Natural language region descriptions:
________________
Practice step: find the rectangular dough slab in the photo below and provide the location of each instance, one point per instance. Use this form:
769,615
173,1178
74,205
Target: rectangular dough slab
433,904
________________
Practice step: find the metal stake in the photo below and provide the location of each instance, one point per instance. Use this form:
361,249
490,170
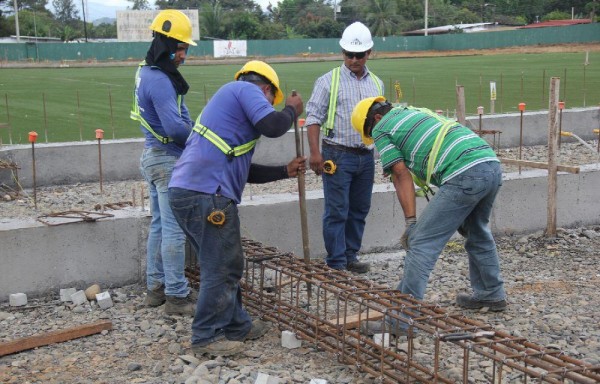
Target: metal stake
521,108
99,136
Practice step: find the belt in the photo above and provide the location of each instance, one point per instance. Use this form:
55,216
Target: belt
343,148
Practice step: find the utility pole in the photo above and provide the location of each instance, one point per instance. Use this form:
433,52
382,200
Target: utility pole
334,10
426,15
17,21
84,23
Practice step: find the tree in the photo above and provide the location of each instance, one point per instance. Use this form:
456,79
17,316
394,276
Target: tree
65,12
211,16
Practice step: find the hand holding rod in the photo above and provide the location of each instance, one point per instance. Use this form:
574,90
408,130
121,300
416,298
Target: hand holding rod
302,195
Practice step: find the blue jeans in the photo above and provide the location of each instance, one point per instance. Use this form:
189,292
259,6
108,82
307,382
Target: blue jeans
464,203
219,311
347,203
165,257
________________
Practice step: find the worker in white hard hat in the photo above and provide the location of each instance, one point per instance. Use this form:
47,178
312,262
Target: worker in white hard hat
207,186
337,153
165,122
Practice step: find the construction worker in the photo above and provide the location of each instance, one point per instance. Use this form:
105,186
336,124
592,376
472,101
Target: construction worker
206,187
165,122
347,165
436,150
________________
Your assignment:
Please state how many lines in the records above hold the word "below", giving only the number.

Exercise output:
2